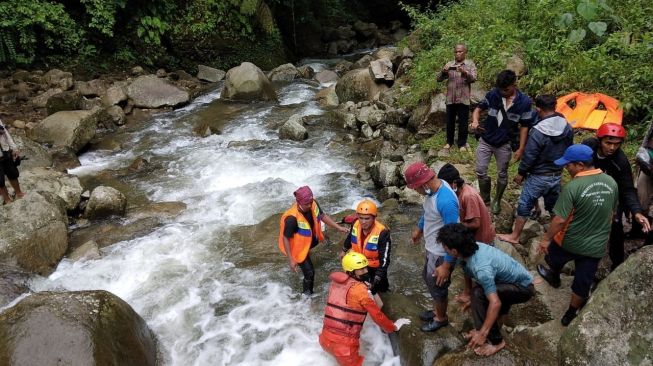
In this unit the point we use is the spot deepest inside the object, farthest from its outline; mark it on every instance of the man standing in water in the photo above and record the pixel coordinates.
(372, 239)
(440, 208)
(348, 304)
(300, 230)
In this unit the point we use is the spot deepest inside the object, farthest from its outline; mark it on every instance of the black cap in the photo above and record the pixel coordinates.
(448, 173)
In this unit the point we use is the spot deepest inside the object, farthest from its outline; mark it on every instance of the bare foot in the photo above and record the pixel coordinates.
(489, 349)
(508, 238)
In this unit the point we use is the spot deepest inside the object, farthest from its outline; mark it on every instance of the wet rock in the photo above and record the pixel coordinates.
(65, 186)
(115, 94)
(93, 88)
(293, 129)
(105, 202)
(72, 129)
(151, 92)
(358, 85)
(305, 72)
(615, 326)
(34, 233)
(327, 97)
(385, 173)
(87, 251)
(75, 328)
(56, 78)
(247, 82)
(326, 76)
(64, 101)
(285, 73)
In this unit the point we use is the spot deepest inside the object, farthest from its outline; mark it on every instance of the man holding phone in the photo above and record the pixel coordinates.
(460, 74)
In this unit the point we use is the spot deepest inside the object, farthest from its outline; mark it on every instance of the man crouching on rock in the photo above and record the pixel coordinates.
(500, 282)
(8, 167)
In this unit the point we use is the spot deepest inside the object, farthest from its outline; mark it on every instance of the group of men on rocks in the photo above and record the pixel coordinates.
(457, 228)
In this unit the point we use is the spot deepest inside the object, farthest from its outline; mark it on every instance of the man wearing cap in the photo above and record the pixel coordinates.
(472, 211)
(440, 208)
(609, 157)
(580, 228)
(547, 141)
(300, 230)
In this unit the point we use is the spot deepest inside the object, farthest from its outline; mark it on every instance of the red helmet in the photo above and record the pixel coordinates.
(612, 130)
(417, 174)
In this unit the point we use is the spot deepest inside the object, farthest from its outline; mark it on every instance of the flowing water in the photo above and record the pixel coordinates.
(213, 294)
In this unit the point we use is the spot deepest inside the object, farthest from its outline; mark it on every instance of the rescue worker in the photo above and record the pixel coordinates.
(300, 230)
(610, 158)
(372, 239)
(348, 304)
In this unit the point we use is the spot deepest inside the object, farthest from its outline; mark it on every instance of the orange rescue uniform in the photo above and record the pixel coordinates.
(348, 304)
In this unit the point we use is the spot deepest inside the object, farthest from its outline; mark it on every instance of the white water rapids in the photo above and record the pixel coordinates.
(184, 278)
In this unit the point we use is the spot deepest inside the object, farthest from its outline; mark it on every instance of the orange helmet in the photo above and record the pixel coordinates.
(612, 130)
(366, 207)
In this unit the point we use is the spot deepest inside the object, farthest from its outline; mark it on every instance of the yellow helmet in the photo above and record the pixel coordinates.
(353, 261)
(366, 207)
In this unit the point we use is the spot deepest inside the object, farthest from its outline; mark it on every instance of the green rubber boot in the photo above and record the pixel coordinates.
(496, 204)
(485, 186)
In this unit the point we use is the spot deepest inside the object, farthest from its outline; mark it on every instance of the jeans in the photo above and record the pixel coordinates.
(462, 112)
(509, 294)
(502, 154)
(537, 186)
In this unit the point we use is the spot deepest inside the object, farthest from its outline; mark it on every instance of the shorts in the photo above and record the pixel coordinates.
(8, 168)
(585, 267)
(431, 262)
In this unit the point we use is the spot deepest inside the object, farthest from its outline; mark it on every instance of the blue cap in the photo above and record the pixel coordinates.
(574, 154)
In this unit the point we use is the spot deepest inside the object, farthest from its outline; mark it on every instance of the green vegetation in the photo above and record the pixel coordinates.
(567, 45)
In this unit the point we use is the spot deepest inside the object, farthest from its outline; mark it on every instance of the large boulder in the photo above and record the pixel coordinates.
(209, 74)
(150, 91)
(75, 328)
(286, 72)
(615, 326)
(104, 202)
(34, 232)
(357, 86)
(72, 129)
(247, 82)
(65, 186)
(293, 129)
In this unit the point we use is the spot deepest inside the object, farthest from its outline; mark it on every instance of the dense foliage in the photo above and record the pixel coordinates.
(568, 45)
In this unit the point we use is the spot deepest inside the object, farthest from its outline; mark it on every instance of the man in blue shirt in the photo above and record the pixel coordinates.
(500, 282)
(440, 208)
(504, 130)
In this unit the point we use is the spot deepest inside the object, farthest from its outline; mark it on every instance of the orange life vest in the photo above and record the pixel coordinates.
(370, 246)
(301, 241)
(339, 317)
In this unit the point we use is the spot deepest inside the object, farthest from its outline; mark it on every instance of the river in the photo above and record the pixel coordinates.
(213, 294)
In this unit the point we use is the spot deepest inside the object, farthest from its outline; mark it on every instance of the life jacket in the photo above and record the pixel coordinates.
(339, 317)
(301, 241)
(370, 246)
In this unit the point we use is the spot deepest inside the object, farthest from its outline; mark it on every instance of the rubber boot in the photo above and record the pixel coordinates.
(496, 204)
(485, 186)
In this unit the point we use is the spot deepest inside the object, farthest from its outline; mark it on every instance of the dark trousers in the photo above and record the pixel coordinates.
(462, 112)
(509, 294)
(309, 275)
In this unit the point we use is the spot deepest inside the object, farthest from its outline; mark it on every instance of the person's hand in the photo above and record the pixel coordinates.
(292, 264)
(544, 246)
(400, 323)
(476, 338)
(646, 226)
(442, 273)
(416, 235)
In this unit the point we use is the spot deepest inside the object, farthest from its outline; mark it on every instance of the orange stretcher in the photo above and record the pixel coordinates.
(589, 111)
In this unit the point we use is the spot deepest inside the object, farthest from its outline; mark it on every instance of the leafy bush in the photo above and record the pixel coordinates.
(568, 45)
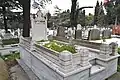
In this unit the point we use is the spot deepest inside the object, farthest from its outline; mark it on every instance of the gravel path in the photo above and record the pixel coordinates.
(115, 76)
(17, 73)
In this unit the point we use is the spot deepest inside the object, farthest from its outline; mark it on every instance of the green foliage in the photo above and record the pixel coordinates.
(42, 41)
(118, 68)
(59, 47)
(10, 41)
(10, 57)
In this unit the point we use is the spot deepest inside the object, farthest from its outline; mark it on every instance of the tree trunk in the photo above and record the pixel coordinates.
(73, 12)
(26, 16)
(4, 19)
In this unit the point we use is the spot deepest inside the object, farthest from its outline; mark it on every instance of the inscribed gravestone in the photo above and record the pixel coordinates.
(79, 27)
(61, 31)
(106, 34)
(7, 35)
(79, 34)
(94, 34)
(39, 27)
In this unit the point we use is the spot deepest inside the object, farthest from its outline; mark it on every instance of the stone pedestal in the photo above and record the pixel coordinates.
(65, 61)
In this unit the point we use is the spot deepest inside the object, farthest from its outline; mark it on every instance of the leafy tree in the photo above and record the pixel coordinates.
(26, 13)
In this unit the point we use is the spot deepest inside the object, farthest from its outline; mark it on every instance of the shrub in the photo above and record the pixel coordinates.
(119, 50)
(11, 56)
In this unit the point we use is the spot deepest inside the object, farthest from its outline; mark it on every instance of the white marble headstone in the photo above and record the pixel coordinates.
(39, 27)
(79, 27)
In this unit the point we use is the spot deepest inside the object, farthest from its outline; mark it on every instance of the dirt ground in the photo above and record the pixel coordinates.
(15, 72)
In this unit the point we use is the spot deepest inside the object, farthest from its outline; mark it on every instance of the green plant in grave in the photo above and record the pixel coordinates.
(119, 50)
(42, 40)
(11, 56)
(59, 47)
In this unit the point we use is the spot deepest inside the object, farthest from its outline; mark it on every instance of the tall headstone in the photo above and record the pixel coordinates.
(94, 34)
(79, 34)
(106, 34)
(61, 31)
(79, 27)
(39, 27)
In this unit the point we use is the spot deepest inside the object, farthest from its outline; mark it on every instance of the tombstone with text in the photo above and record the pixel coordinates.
(78, 34)
(39, 27)
(94, 34)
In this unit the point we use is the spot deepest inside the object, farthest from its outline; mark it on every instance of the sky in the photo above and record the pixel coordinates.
(66, 4)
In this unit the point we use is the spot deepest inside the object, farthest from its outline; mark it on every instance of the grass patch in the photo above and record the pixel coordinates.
(11, 57)
(118, 68)
(10, 41)
(59, 47)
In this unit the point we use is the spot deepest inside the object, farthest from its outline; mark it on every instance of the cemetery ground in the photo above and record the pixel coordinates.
(10, 70)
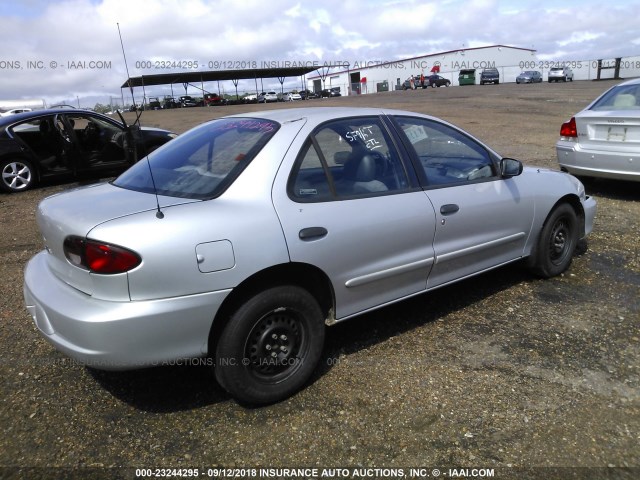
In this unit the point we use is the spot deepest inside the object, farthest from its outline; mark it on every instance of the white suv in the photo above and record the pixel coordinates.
(557, 74)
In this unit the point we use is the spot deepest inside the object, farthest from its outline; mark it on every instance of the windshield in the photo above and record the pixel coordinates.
(203, 162)
(623, 97)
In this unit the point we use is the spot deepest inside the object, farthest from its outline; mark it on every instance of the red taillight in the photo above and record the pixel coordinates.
(569, 129)
(99, 257)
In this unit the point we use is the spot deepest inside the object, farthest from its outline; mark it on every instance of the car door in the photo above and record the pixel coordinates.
(482, 219)
(96, 143)
(350, 207)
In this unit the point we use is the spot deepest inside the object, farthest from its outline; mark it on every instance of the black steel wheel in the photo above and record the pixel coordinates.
(16, 175)
(270, 346)
(557, 242)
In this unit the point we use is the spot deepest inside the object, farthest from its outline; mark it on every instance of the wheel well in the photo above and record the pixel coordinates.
(35, 165)
(574, 202)
(311, 278)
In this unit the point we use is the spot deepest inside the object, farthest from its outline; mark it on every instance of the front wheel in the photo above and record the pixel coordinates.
(557, 242)
(16, 175)
(270, 346)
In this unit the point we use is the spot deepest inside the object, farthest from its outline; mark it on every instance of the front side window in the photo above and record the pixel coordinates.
(623, 97)
(202, 163)
(446, 155)
(347, 158)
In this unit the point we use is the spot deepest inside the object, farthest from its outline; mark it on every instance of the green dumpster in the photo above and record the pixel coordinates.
(467, 76)
(382, 86)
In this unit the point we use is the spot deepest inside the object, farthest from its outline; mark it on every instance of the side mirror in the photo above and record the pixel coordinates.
(510, 167)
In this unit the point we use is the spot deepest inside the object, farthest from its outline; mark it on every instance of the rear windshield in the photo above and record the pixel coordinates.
(623, 97)
(202, 162)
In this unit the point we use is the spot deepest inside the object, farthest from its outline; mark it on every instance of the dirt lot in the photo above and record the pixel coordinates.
(502, 371)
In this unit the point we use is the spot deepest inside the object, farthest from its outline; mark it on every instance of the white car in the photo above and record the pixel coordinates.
(244, 237)
(291, 96)
(560, 74)
(267, 97)
(603, 140)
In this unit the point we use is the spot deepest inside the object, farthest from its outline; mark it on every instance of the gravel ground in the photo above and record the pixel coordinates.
(503, 371)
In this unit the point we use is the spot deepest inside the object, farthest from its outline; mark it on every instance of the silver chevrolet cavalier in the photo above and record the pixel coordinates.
(242, 238)
(603, 140)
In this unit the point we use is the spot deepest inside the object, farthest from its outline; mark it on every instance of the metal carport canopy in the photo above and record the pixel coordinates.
(213, 75)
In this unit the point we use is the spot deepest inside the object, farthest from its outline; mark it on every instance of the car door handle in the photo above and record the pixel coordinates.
(312, 233)
(449, 209)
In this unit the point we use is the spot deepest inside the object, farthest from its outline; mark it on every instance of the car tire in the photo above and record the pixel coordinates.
(270, 346)
(557, 242)
(16, 175)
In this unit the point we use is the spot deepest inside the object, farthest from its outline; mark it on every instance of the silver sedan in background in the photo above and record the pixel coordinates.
(603, 140)
(530, 76)
(241, 239)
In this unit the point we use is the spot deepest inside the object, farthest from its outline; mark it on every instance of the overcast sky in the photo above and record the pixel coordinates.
(70, 49)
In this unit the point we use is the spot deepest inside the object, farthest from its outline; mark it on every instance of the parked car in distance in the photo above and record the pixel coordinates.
(437, 81)
(211, 99)
(46, 144)
(603, 140)
(560, 74)
(308, 94)
(270, 227)
(187, 101)
(489, 75)
(170, 102)
(267, 97)
(529, 76)
(14, 111)
(154, 103)
(250, 98)
(331, 92)
(418, 81)
(467, 76)
(291, 96)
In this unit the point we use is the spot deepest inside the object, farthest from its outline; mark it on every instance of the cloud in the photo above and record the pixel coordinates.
(206, 31)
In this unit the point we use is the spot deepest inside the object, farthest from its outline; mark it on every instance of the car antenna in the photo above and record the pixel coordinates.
(133, 99)
(159, 213)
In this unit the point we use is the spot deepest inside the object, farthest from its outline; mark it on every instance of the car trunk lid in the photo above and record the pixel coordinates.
(608, 131)
(78, 212)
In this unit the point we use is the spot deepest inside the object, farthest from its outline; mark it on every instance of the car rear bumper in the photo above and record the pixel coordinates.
(595, 163)
(590, 207)
(117, 335)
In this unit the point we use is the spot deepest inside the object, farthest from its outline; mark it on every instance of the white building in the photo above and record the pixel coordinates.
(371, 76)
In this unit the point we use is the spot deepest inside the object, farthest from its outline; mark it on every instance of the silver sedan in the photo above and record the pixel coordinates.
(603, 140)
(243, 238)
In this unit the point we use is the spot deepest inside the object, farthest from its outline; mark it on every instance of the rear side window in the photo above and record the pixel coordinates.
(347, 158)
(203, 162)
(624, 97)
(447, 156)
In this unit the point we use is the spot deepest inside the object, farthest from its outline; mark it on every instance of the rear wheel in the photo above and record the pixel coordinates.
(16, 175)
(270, 346)
(557, 242)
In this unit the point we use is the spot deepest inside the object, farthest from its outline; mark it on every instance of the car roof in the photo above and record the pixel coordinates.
(320, 114)
(633, 81)
(18, 117)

☆ ☆ ☆ ☆ ☆ ☆ ☆

- Task directions:
Copy out every line of the listing from the one containing "the car rear" through the end of the listing, including both ends, character for character.

- Written response:
In this unit the point we use is the spot deepest inside the object, farthest from its outline; mark it on every instance of the car rear bumper in the photo above and record the pixel coordinates.
(595, 163)
(590, 207)
(117, 335)
In this unit the point we use is the spot deepest inside the object, farthest from its outline; mark it on every instance of the white building in the photo above and record the pixel coordinates.
(371, 76)
In this unit the point we use is the spot deepest inside the object, farthest from its outline; mark it on every instance of the silver sedan in the photo above and record the pixel coordinates.
(603, 140)
(243, 238)
In this unit the point we use is the spot deepest inside the object, farthest from its outline; mark it on every instance of the rear side window in the photo above and record the pixel coordinates.
(347, 158)
(203, 162)
(624, 97)
(447, 156)
In this unit the point we use is the spot deepest inside the object, farthest from its outline; mark it on every instance of the rear wheel in the photo above and record the pixel coordinates.
(16, 175)
(270, 346)
(557, 242)
In this unit the point we use is the spot deepest inside the object, farthest from its outline; mark it on every instance of the car roof in the photo above and record the pixel coordinates.
(320, 114)
(633, 81)
(18, 117)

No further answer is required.